◆ Tarea planteada
¿Podrías prolongar el fragmento sobre la hoguera encendida en Barcelona en 1861, empezando justo después de su última frase?

◆ Fragmento citado

□ □ □ □ □

Cuando los eternos y encarnizados enemigos de toda verdad emancipadora, supieron estas cosas, temblaron de ira, y juraron cerrar todas las puertas a la nueva idea. El mismo juramento hicieron los escribas, fariseos y doctores de la ley, cuando Cristo anunciaba a la humanidad entera, desde las pintorescas campiñas de la Judea, la buena nueva; lo que más tarde había de llamarse el Cristianismo. Estos últimos levantaron una cruz; aquellos encendieron una hoguera. Antes quemaban vivos a los que titulaban herejes, porque o anunciaban un nuevo principio, o no estaban conformes con los que como verdaderos se les indicaban. En la época á que nos referimos en este artículo, no podían quemar a los hombres; pero sí, sus obras. Hoy, gracias al incesante progreso, no pueden quemar ni obras, ni hombres. Ya era tiempo.

El 9 de Octubre de 1861 encendieron la hoguera en Barcelona, en el sitio que allí llaman la Esplanada, y donde se aplica a los criminales la terrible pena de muerte. La mandó encender un obispo cristiano, uno que se titulaba discípulo de Cristo, del varón justo que incluyó entre las virtudes la caridad y la humildad, y entro los deberes ineludibles el perdón de las ofensas. Presidió el vergonzoso acto un presbítero, revestido de todas sus insignias, llevando en la una mano la cruz, y en la otra una antorcha encendida; la antorcha, símbolo de la verdad; la cruz, emblema de la redención, y esto cuando se intentaba esclavizar la conciencia a una determinada doctrina, y cuando con el humo de una hoguera se quería ocultar la luz de nuevas verdades. ¡Qué sarcasmo¡—Tampoco faltó la figura del escriba en aquel Calvario. Un escribano, un representante de la ley, de la que se nos decía entonces que era protectora del hombre y de su hacienda, levantó la competente acta de aquella ceremonia, infamante para los que la decretaban.

□ □ □ □ □

◆ Datos

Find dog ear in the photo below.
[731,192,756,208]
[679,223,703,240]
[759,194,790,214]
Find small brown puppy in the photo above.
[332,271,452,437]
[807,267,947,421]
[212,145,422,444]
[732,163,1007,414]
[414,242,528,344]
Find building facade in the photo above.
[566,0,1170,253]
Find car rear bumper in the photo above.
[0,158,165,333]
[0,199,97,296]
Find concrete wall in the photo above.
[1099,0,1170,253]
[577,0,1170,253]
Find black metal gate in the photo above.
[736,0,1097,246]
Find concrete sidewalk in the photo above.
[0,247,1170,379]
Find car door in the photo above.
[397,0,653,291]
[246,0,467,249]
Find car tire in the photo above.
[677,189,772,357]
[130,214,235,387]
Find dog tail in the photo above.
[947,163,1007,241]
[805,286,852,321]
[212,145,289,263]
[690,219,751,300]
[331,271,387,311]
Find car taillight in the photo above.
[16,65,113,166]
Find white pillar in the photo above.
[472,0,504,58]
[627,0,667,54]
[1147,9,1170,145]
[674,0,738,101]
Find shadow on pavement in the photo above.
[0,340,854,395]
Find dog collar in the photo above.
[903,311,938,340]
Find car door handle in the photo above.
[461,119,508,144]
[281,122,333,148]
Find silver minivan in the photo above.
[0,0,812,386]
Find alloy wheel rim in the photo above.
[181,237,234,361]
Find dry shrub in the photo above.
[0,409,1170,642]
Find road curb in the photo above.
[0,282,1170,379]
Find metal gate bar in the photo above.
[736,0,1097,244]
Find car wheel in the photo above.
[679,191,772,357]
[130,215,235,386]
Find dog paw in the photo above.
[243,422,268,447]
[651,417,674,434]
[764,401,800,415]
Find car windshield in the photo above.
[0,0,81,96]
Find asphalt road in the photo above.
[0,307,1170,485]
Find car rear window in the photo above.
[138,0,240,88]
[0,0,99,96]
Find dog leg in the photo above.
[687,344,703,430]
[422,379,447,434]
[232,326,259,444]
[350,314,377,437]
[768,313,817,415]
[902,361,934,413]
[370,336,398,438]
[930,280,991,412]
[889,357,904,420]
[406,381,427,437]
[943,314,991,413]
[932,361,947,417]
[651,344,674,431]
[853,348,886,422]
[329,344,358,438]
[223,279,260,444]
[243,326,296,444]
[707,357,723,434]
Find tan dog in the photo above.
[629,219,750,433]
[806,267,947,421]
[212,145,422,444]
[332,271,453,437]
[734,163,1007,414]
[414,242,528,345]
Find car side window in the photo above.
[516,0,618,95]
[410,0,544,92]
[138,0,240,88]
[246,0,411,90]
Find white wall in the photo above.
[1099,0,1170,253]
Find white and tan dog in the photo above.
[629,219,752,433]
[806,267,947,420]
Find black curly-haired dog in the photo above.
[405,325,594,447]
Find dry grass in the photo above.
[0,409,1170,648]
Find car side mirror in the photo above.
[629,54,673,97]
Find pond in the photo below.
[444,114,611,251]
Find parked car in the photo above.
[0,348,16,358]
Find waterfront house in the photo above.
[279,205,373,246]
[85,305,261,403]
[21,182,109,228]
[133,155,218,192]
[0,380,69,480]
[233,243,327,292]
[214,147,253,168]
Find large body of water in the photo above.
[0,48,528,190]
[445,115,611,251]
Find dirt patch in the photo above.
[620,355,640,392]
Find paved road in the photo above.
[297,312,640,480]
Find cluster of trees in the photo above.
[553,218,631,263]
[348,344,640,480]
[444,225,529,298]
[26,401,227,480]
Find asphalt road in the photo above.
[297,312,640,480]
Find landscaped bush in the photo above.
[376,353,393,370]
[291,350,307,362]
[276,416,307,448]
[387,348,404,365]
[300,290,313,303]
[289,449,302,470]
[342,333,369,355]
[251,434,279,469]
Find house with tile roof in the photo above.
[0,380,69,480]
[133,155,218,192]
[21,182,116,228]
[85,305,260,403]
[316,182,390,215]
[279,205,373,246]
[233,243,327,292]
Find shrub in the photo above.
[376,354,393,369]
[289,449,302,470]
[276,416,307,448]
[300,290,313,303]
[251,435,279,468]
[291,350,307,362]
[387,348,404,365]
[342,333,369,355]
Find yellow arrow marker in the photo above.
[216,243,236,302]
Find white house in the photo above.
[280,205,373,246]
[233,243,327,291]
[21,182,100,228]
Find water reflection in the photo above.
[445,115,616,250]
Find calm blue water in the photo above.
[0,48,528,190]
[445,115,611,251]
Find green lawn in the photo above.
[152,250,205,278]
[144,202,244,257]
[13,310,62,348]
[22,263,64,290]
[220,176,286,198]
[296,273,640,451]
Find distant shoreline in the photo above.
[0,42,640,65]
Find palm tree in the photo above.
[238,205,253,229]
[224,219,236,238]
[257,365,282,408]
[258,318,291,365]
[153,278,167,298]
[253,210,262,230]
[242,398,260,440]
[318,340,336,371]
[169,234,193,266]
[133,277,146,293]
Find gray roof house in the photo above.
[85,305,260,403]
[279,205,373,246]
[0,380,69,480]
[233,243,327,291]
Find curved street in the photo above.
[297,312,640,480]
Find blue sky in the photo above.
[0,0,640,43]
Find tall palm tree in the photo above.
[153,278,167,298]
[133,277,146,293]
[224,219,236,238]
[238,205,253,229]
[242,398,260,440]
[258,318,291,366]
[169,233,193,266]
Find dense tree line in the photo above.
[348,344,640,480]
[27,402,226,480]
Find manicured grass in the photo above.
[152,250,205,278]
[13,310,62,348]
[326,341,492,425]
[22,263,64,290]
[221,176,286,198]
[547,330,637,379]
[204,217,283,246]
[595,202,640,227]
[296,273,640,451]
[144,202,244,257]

□ □ □ □ □

◆ Resultado de tarea
Uno tras otro, cayeron centenares de volúmenes entre las destructoras llamas; el pueblo, generoso siempre, prorrumpió en gritos de justa indignación; pero el acto se llevó hasta su total realización. Cuando los que llamaremos sacrificadores— por no darles otro nombre—satisfechos de su obra, en la creencia de que habían acabado con la nueva doctrina, se retiraban del lugar del sacrificio, el pueblo se arrojó sobre la hoguera, aun humeante, y pudo arrebatar a su voracidad algunos fragmentos de páginas. En unos se leía: pluralidad de mundos habitados; en otros, pluralidad de existencias del alma; en éstos: comunicación del-mundo visible con el invisible; en aquellos: no existen penas eternas, y en todos: FUERA DE LA CARIDAD NO HAY SALVACIÓN POSIBLE. Reducido a sus leyes fundamentales, todo el Espiritismo, ¿qué más necesitaba la inteligencia estudiosa?

Lo que luego ha sucedido, ya lo saben los lectores. La hoguera aquella se extinguió, el libro se vende hoy públicamente, la idea cuenta por millares los adeptos y los hace  numerosísimos y con pasmosa rapidez. — ¿Quién pudo detenerla? Nadie. ¿Quién podrá detenerla? Nadie tampoco.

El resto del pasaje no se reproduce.